= THE TASK =
Transcribe each of the entries below verbatim, keeping every line and character unchanged.

═════ DATA FOR THE TASK ═════

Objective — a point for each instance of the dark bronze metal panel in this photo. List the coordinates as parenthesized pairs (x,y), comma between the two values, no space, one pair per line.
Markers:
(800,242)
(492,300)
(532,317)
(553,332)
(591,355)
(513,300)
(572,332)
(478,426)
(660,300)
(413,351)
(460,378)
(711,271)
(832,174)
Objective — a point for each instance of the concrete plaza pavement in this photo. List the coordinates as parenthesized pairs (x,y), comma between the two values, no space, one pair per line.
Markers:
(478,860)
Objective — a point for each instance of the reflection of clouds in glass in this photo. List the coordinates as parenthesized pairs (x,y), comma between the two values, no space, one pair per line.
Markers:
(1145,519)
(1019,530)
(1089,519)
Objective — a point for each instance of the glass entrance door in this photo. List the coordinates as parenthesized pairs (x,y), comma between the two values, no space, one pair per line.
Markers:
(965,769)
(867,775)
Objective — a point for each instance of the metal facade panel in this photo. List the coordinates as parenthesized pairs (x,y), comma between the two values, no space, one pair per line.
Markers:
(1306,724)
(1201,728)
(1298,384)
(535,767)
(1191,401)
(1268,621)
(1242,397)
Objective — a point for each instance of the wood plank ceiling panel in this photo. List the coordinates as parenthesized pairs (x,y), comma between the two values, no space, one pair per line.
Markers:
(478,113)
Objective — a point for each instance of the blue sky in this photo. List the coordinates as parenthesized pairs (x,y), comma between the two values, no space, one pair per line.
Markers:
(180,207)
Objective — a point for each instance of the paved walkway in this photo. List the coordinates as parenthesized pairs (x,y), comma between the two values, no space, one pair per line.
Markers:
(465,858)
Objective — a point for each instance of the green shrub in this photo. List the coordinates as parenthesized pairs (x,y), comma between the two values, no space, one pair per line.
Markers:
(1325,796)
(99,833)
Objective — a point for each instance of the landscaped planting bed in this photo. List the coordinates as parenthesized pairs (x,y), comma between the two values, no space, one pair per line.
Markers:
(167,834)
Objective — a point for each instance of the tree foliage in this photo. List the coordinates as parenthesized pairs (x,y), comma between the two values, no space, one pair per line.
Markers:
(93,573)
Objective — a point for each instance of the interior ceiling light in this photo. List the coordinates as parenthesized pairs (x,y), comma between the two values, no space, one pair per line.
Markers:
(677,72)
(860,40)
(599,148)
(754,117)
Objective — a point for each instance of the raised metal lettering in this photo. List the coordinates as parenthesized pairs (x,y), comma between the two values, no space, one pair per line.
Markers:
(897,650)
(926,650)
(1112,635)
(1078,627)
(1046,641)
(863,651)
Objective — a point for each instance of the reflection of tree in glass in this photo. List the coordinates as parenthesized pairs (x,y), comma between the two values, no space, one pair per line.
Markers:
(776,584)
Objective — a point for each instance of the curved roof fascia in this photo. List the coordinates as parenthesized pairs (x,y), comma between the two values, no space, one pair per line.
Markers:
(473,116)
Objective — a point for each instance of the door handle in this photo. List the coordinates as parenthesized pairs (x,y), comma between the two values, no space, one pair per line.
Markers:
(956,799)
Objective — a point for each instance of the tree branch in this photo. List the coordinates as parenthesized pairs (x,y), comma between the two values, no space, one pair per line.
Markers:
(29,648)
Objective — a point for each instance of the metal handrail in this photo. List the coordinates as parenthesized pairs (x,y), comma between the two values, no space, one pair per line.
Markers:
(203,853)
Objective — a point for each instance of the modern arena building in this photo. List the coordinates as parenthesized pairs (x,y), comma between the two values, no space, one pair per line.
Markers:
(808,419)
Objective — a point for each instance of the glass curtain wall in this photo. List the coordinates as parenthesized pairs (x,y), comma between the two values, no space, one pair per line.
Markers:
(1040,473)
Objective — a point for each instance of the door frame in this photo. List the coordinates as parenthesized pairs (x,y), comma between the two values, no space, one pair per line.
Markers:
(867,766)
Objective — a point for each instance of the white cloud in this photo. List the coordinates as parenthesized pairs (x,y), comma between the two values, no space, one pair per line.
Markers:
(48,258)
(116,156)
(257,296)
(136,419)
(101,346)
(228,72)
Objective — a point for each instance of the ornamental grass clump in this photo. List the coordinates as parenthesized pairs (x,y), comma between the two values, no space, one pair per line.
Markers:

═════

= EXERCISE RESULT =
Objective — a point for each instance of the dark bronze metal panel in this photo. List the coordinates as parenthesized pairs (x,y), comma between the two values, no space, one pair per line.
Markers:
(800,242)
(492,300)
(532,317)
(553,332)
(591,355)
(513,300)
(572,332)
(478,426)
(660,300)
(413,351)
(460,378)
(711,271)
(832,174)
Objective — a point for each instance of the concrete plaza pavement in this photo. List the coordinates as parenthesized pairs (x,y), comma between the two values, no space, one pair per line.
Markers:
(478,860)
Objective — a point for each instance of the reflection of clouds in glass in this photo. List the coordinates as parenthesized pairs (x,y), comma between the two values, no space, one pair per line.
Markers:
(1145,519)
(1019,530)
(1089,519)
Objective — a point for each instance of the glass entrance door in this photo. List the coordinates as parenthesized pairs (x,y), comma between the two values, no space, one pair per line.
Markers:
(965,769)
(867,775)
Objective — a point for each instance of the metal facade panel in this photo. List the coordinates as parenthesized pairs (x,y), comma between the two values, no space, one pair per line.
Markers:
(1306,724)
(1201,728)
(1298,384)
(535,767)
(1191,401)
(1268,621)
(1242,397)
Objective — a point for each instance of the wood plank ceiling panel in this photo. List the coordinates as parenthesized pairs (x,y), comma between the two values, no space, one pair per line.
Markers:
(478,113)
Objective — a point for each instance of the blue sky in this photo. List the coordinates as parenthesized pairs (x,y), comma between the two values, no space, one pair per line.
Markers:
(180,207)
Objective — a point for each instance of the paved walkway in this photo. List the coordinates as parenthesized pairs (x,y), comma between the two values, no space, one pair per line.
Markers:
(465,858)
Objective — a point for each instance of the green shrub in this photo. List the coordinates as parenthesized pairs (x,y), comma between the two values, no space, one pair per line.
Markers:
(1325,796)
(99,833)
Objective — a point for each instance of the landscaped planting bed in this photo. List the coordinates as parenthesized pairs (x,y), comma between the two values, no space, one pair per line.
Markers:
(167,834)
Objective — a point for each instance of the tree foliage in this photo. List the coordinates as parenthesized pairs (x,y), comma between the two values, no space, one pair per line.
Markers:
(93,573)
Objective — a point for each instance of the interior ceiling light in this photo. List the coordinates as parenthesized pairs (x,y), comma between the two values, no space, one pair per line.
Markers:
(677,72)
(860,40)
(599,148)
(754,117)
Objective — a point for each instance of the raised metal lettering in this photo. List the coordinates as parenthesized pairs (x,y), comma between the two values, no space, one pair per line.
Markers:
(897,650)
(926,650)
(1112,635)
(1078,627)
(1046,641)
(863,651)
Objective — a point for each instance of the reflection of tree in glass in this photo. List the coordinates as parenthesized pairs (x,y), comma between the two values, no space, one pair per line.
Markers:
(776,584)
Objective — a point for each instance of the curved roof fascia in this photo. List the coordinates as parenthesized pairs (x,y), comma between the two values, no space, one pair per line.
Markers:
(473,116)
Objective — a point for each instance of the door handle in this photo. List the coordinates as parenthesized pairs (x,y), comma between the two values, no space, one pair per line.
Markers:
(956,799)
Objective — a point for each instance of the tree branch in this photo. List the coordinates as parenthesized pairs (x,y), comma between the two values, no space, one pair per line.
Markers:
(29,648)
Objective — a point for each instance of the metal handrail in this photo. List the coordinates as parenthesized pairs (x,y), comma between the two values, no space, one pair per line.
Markers:
(203,853)
Objective — a point for each instance of the modern arena building in this photo. List the coordinates as parenthesized pairs (x,y), comma between the two values, no space, one pair per line.
Markers:
(808,419)
Objective — a point for each instance of the glass curtain wall in this photo. List the coordinates as parenthesized pairs (x,y), comma between the two values, no space, one pair per line.
Markers:
(1040,473)
Objective — a point for each instance of the door frame in this photo. List the coordinates as parenthesized pairs (x,y), comma between the two values, no space, one pair per line.
Markers:
(867,766)
Objective — a point for each instance of the white cloud in this photo. List the coordinates as parenthesized pairs (x,y), comma between the two values, no space, one pair per line.
Markers:
(48,258)
(116,156)
(257,296)
(136,419)
(101,346)
(228,72)
Objective — a point for each instance of the ornamental grass clump in this photo. List the coordinates as parenthesized pairs (x,y), comma between the two values, no space, one pair per line.
Markers:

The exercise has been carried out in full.